■ What needs to be done ■
Output the listing below line for line with no changes, omitting the picture.

Image boundary annotation listing:
____________

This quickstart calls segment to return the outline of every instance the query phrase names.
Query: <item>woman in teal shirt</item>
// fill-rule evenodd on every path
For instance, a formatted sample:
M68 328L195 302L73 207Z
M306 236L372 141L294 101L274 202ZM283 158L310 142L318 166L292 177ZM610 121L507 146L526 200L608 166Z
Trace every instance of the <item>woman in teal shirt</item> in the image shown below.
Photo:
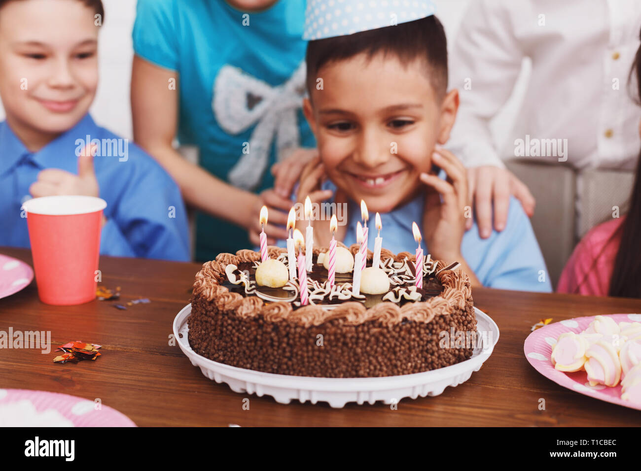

____________

■ Worked solution ■
This quickstart calls segment to return the outline of every instance the query phrase names.
Query: <item>woman in teal shirt</item>
// fill-rule evenodd on every path
For instance, a formatted sample:
M68 328L195 302L73 207Z
M306 236L372 141L294 101L274 202ZM283 158L310 142L318 166L292 177ZM610 121L507 146L526 200L608 166Z
Trace every instance of the <item>woman in teal shirt</item> in the image shown below.
Photo:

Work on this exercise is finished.